▼

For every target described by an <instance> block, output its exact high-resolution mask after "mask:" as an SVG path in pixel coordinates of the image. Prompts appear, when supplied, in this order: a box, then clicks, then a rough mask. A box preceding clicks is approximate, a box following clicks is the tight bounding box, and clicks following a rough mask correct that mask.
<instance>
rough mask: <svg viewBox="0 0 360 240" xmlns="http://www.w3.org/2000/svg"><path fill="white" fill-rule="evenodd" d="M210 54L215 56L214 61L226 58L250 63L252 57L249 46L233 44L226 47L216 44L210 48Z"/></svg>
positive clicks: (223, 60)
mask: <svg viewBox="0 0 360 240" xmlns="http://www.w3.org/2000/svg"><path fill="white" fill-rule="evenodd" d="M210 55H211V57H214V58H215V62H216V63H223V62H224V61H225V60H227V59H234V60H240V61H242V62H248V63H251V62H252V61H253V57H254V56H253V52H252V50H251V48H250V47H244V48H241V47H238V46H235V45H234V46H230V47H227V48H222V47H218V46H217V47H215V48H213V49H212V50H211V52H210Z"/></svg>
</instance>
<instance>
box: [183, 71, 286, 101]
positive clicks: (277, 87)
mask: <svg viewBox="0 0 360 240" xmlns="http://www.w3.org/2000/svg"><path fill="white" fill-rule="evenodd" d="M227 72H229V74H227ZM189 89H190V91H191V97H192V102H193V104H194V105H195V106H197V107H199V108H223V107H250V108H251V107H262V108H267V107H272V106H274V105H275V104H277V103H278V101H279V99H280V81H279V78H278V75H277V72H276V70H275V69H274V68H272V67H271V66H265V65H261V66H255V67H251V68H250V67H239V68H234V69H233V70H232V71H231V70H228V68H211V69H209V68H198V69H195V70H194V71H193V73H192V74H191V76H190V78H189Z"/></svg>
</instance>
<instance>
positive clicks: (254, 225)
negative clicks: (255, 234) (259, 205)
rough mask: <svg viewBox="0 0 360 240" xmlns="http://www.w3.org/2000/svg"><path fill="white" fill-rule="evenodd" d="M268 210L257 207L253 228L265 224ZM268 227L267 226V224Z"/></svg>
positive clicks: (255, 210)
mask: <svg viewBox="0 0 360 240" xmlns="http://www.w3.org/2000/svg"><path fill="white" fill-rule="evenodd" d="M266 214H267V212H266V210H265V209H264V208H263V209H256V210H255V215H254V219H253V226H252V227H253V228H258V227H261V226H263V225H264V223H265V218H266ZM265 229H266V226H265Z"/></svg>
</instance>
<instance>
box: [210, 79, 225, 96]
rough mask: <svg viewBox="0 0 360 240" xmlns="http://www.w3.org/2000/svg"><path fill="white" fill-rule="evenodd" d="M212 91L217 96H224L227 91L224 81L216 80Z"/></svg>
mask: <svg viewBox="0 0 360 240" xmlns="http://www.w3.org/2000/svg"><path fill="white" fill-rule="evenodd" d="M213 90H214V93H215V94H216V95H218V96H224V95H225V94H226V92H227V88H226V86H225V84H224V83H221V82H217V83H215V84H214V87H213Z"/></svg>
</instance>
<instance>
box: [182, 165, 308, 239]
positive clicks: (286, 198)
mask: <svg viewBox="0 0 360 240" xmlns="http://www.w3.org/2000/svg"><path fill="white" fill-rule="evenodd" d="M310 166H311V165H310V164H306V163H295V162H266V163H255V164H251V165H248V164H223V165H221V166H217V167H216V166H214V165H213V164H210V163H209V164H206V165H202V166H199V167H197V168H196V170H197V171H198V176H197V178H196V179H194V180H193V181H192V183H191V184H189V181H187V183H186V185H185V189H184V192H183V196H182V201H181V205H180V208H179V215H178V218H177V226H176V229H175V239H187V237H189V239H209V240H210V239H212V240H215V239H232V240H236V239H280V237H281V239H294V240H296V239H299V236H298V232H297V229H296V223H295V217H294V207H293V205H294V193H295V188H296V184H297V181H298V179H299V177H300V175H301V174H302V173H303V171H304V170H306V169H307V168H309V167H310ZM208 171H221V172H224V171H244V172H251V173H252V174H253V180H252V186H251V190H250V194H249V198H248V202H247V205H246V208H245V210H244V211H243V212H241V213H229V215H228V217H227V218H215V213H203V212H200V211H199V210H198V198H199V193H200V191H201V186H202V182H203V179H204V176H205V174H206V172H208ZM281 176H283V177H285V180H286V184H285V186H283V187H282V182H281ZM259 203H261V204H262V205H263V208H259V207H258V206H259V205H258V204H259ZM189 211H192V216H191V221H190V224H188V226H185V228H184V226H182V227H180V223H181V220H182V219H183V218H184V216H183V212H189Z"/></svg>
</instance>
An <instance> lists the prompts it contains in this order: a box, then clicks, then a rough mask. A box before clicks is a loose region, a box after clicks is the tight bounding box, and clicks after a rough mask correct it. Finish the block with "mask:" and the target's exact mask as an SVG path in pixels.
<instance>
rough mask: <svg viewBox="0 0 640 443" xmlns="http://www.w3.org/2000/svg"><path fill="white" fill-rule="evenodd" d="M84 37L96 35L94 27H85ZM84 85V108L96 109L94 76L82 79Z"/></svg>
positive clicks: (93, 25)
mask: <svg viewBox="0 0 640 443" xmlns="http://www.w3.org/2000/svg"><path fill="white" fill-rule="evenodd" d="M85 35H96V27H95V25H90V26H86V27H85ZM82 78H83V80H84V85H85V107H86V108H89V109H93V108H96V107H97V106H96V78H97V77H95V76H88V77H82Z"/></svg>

▲

■ **WHAT NEEDS TO BE DONE**: How many lines in the listing above contain the string "clicks", counting only matches in the same case? Reply with the number alone.

■ **TASK RESULT**: 9